- _Activities_
- A) List the three groups that the text on the lecturer's drug-use course gives as the stereotypical view of injecting drug users.
- B) Continue the text on the lecturer's drug-use course from its final sentence.

- _Text segment_
══════════
A university lecturer in Australia, he had ‘20
years of injecting drug use, with periods of
hiatus’, he said, and had completed a PhD on
‘the farcical drug policy in the middle of a
heroin glut’. This was ‘a policy that determines
whether people are looked after and cared
for’, he stressed. The stereotypical view of
injecting drug users was as homeless, sex
workers or mentally ill, views that were shaped
by the media rather than objective, rational
understanding. ‘The public stereotype of drug
users is, to quote one Australian newspaper,
as “infectious objects of repulsion”.’
His university work involved educating
future social workers and others who were
getting their information from these sources,
he said. ‘Could I sit back and let a visible
minority of injecting drug users continue to
be society’s scapegoat? I thought, “why not
design my own subject?”’
He has delivered the course,
The
sociology of drug use
, since 2003. ‘It’s
about the damage caused by how we
respond to drug use rather than the drugs
themselves,’ he said. The most powerful
thing had been the willingness of students
to challenge the stereotypes on which
repressive policies were based, he told
delegates. ‘As soon as people realise I’m
one of those people, and don’t fit the
stereotypes, their attitudes completely flip.
══════════
- _Records contained in a dataset_

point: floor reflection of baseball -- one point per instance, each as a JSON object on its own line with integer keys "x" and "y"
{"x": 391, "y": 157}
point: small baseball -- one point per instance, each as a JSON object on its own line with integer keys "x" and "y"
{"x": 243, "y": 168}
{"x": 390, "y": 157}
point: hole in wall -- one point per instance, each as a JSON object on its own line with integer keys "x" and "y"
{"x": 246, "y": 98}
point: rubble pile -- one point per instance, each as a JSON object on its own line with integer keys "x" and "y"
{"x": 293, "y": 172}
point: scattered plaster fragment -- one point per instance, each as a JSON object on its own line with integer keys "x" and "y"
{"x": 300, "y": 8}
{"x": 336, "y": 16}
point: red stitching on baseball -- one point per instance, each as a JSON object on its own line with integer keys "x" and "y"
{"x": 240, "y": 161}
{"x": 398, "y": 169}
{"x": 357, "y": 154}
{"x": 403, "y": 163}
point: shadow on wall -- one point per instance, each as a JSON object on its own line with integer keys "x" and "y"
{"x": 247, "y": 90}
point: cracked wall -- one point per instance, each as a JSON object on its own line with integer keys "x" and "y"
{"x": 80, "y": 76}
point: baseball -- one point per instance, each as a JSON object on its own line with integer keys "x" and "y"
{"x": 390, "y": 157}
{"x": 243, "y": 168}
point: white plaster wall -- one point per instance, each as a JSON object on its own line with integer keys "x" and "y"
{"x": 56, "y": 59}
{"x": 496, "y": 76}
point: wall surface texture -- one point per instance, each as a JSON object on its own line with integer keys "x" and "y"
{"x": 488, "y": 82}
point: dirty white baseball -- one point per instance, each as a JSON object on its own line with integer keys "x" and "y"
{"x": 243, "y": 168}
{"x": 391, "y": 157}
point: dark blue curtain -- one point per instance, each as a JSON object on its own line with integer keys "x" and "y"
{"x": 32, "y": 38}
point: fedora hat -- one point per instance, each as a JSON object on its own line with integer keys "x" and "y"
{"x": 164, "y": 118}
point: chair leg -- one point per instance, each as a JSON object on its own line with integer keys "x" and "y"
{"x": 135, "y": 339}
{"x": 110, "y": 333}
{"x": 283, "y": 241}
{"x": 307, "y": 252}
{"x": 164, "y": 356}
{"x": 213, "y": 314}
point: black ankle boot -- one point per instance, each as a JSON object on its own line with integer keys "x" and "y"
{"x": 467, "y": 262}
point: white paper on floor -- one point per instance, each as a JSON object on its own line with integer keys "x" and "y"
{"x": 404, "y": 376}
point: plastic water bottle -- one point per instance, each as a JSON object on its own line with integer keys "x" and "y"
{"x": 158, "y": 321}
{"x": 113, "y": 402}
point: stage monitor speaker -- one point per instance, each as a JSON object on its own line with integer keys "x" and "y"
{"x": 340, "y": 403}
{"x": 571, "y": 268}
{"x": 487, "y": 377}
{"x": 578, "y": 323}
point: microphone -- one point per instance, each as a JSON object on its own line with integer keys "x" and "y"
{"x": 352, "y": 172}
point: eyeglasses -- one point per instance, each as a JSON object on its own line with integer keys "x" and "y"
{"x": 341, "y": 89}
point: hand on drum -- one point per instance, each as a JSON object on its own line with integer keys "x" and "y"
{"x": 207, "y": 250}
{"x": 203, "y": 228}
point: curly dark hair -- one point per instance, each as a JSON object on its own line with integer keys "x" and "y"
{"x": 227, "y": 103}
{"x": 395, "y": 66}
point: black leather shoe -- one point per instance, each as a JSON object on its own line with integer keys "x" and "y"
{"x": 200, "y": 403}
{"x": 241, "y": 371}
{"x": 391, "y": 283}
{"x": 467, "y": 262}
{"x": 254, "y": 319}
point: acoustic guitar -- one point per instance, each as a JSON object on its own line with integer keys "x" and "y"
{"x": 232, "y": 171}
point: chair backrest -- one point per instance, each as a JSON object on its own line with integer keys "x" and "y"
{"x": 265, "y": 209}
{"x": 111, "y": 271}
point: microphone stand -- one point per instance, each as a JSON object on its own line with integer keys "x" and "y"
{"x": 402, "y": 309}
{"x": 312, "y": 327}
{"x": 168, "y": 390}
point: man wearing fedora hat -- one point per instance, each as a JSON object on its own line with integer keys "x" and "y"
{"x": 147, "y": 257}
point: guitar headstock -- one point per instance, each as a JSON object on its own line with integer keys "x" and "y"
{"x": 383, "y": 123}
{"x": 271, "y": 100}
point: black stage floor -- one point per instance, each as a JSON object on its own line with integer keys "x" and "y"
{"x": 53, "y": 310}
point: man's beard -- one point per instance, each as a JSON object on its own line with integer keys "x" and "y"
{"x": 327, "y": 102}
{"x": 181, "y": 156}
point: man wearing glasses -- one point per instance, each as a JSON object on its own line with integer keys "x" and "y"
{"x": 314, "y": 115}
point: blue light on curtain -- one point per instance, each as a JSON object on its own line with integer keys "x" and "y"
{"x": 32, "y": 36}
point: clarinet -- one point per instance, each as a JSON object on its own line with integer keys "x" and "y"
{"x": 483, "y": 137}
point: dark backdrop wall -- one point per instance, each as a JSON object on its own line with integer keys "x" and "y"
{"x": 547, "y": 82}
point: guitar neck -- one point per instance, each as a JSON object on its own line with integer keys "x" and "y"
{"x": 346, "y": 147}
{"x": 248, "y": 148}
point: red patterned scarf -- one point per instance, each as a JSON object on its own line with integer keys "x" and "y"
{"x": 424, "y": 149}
══════════
- _Responses in order_
- A) homeless, sex workers, mentally ill

- B)
I’m someone whose drug use is just one
un-extraordinary aspect of my life, not the
junkie stereotype they expected when they
walked in, because everything these kids
believe has come out of these newspapers.
They find themselves in a position where
it’s inconceivable to hang on to their
support for the law enforcement agenda,
and they become passionate advocates of
harm reduction.
A question of pleasure
‘MY OVERRIDING CONCERN WAS
TO PRESENT A PICTURE OF
INJECTING DRUG USE
that we don’t
often see, and one from the perspective
of injecting drug users themselves,’
Dayle Stubbs told the
Drug users speak
session. A recently-graduated honours
student, she had conducted research
into pleasure and injecting drugs that
had raised important issues for the harm
reduction movement, she said.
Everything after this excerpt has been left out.